→ **Task**:
List each line of the rows below that contains the word "white".

→ **Dataset entries**:
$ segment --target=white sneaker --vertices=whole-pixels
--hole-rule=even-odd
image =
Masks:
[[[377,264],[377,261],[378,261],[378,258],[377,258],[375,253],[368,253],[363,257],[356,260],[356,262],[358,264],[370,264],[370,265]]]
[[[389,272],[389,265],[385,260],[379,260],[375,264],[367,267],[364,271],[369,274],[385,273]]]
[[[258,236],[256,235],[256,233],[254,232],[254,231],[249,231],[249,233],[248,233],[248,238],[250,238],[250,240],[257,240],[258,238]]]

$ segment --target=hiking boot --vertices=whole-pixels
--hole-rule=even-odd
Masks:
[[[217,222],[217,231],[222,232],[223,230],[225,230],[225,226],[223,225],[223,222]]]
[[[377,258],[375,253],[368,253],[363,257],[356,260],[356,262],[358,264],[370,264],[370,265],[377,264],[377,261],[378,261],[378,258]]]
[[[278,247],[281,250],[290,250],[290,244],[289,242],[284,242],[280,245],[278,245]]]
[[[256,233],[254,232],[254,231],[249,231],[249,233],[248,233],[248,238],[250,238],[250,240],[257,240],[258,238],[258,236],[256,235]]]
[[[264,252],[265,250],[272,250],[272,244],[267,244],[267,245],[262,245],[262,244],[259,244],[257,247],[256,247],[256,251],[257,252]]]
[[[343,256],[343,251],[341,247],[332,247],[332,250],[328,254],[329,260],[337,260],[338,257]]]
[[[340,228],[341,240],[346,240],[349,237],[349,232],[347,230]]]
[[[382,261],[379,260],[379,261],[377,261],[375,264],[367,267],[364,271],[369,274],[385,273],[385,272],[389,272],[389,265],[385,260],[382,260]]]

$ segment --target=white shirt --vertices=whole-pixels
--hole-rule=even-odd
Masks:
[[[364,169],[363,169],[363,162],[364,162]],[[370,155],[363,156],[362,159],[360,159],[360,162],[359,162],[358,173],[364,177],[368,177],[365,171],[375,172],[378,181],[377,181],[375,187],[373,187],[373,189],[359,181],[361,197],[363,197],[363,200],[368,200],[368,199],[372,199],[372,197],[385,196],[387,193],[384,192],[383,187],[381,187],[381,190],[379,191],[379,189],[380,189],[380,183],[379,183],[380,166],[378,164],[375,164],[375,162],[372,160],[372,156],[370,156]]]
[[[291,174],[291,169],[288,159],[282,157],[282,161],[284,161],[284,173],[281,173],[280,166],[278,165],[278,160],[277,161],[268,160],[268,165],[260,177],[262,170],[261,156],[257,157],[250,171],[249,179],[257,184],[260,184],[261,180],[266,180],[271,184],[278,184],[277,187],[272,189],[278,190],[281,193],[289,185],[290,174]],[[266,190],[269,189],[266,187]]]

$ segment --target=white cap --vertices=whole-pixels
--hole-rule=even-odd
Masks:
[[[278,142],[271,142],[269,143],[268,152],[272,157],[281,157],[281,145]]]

* * *

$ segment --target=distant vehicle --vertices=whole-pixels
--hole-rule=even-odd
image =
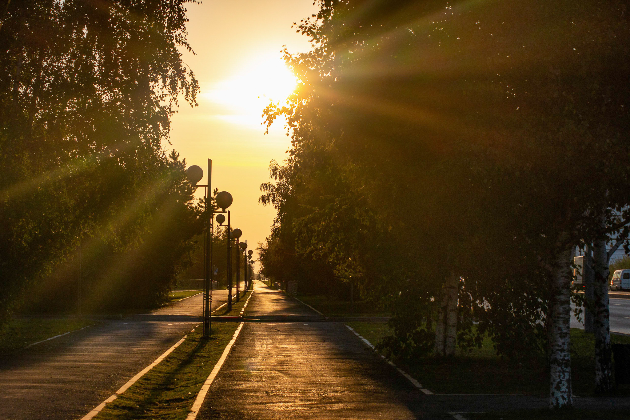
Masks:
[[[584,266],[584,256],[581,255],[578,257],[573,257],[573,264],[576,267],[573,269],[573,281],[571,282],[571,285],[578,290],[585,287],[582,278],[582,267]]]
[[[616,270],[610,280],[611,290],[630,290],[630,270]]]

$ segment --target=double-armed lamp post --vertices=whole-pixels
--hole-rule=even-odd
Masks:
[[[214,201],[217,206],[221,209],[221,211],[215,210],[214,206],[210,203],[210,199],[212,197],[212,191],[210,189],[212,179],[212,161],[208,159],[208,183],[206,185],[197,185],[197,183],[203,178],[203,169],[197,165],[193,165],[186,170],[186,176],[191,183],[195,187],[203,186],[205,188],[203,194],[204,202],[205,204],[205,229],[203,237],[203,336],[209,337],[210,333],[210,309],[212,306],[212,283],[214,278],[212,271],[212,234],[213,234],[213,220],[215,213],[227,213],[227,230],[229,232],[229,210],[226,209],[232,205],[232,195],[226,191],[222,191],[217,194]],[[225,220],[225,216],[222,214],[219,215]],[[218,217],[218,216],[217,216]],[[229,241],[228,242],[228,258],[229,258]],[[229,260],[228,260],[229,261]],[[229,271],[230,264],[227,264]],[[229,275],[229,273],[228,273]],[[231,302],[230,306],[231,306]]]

→ **Exercise response**:
$ segment --target=white sneaker --vertices=whole-pixels
$ segment --target=white shirt --vertices=whole-pixels
$ segment --target=white cap --vertices=whole-pixels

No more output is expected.